[本文抜粋]:
_ _ _ _ _ _ _

前回は、ミッションについて書きました。そして何よりも、ここまで読んでくれたことに、まずは感謝をしたいと思います。ただ、ここから読んでも、理解しにくいので「パート1から読んでね!」というメッセージを込めての感謝でございます、、、。

ナンセ、もうこの時点で1万字まであと少しといった状況です。これまた、紙媒体の編集をしていた者として、文字数の制限を考えずに自分の頭の中を書き起こすという作業だけに集中してきたことを少しだけ後悔をしています。

こんにちは! RIDE MEDIA&DESIGN代表の酒井です。

今回は最終回となります。
企業理念(パート1) → ミッション(パート2)ときて、ビジョン&クリエィティブマインドです。

まずは、前回、説明した「個のクリエイティブの力で 人や社会にウエルネスを」というミッションを実現するために僕らは「どうあるべき?」「どうありたい?」という部分にあたるビジョンについてから始めたいと思います。ただ、こちらは絶賛、策定中なので目的やプロセスを説明させてください。

新しく策定するビジョンは、各事業部(プロジェクト)ごとに設置することにしました。

目的は、2つあります。

1つ目は、
『理念』、『ミッション』を受けて、各事業部(プロジェクト)が『どうありたかいか?』を明確にすること。

2つ目は、
各々のメンバーがその『ミッション』に納得し、実現へ向けた『戦術』を理解すること。

「理念」や「ミッション」が、事業や個人にとって、乖離しないためにこの目的を押さえておくことが大事だと考えています。

策定において、大事なことが僕は2点あると考えています。それは「社会との接点」と「どうありたいか」を意識できるかというところです。

「社会との接点」とは、まず理念通り「世界を開いているのは自分である」という世界観に立脚することが出発点です。だからビジョンを、社会に合わせるということが「接点を意識する」ことではないと考えています。有形無形を問わず、既存しないモノと社会の接点を生むことを意識することが大事だと思っています。人からも社会からも賛同され、応援されるような内容や志を大事にしてビジョンを作ることが大事だということです。

そして、「どうありたいか?」というシンプルかつ根幹となる部分では、個人のキャリアといった多様性な内容ではなく、事業(プロジェクト)として「どうありたいか?」を意識するべきだと思っています。個人のため会社のためではなく、あくまでも事業が発展することを念頭に置くべきなのです。その発展により個人も他者も、会社も社会も、ひいては世界にも思いを馳せることができるという前提の元でビジョンを捉えることが大切なのです。


やりたい事だけを前面に出す表層的な志向の限界

ここで個人的な体験なのですが、僕が個人のキャリアだけでなく、事業として「社会の接点」、「どうありたいか」を見出せた事を書かせてください。

_ _ _ _ _ _ _

[データ欄]:
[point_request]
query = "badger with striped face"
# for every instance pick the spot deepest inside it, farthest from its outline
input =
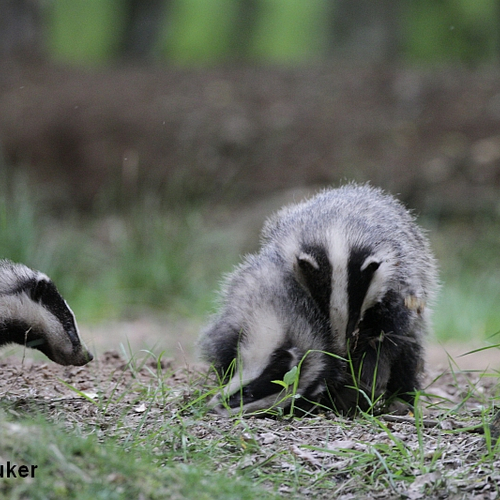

_ _ _ _ _ _ _

[作業内容]:
**1.** 本文のうち「こんにちは! RIDE MEDIA&DESIGN代表の酒井です。」を含む語句で始まり「ロセスを説明させてください。」で終わる部分を、「最終回」を「完結編」に置き換えて書き直してください。
**2.** 本文によると、新しく策定するビジョンはどの単位ごとに設置されますか。
**3.** 会社のビジョン策定について述べた本文を、最後の文の後から書き継いでください。

[回答一覧]:
**1.**
こんにちは! RIDE MEDIA&DESIGN代表の酒井です。

今回は完結編となります。
企業理念(パート1) → ミッション(パート2)ときて、ビジョン&クリエィティブマインドです。

まずは、前回、説明した「個のクリエイティブの力で 人や社会にウエルネスを」というミッションを実現するために僕らは「どうあるべき?」「どうありたい?」という部分にあたるビジョンについてから始めたいと思います。ただ、こちらは絶賛、策定中なので目的やプロセスを説明させてください。

**2.** 各事業部(プロジェクト)ごとに設置されます。

**3.**
僕は、RIDEの仕事で過去にギャルママ雑誌を立ち上げたことがあります。とても大変なプロジェクトでしたが、紙媒体を立ち上げ、ママモデルのマネージメントを連動させ、ママたちの書くブログで収益も出せたし、企業や代理店と手を組みイベント事業も行いました。反響は、TVCMやTV番組の出演まで拡がり社会的なインパクトもあり、事業としても成功をおさめました。まさしく、社会のニーズに合わせて生まれた結果ではなく、今までになかったマーケットを生み出し、新しい価値観を世間に知ってもらえた出来事でした。「社会の接点」を見出せたのです。

ただ、ここで言いたいのは、社会的に偏見の目にあった「ギャルママ」という彼女たちの心に徹底的に寄り添ったことです。もちろん「既存の制作業務だけに囚われずRIDEらしいクリエイティブを発揮した事業モデル」ということも特筆すべきところだと思います。

当時、僕は少し葛藤をしていました。自分の作りたい雑誌を優先するのか?いや、ビジネス的に売れる雑誌に携わるかです。編集者としてプレイヤーでもありましたが、RIDEの経営を担っていた訳ですから、プロジェクトとして成功をさせないといけないことが最重要だったにも関わらずです。

マーケティング的にパパ雑誌を作るより、レッドオーシャンであっても細分化されたママ雑誌を出す方が、ビジネス的に勝算があると踏んではいましたが、正直にいうと売れなくてもパパ雑誌を作りたかっという本音があったのです。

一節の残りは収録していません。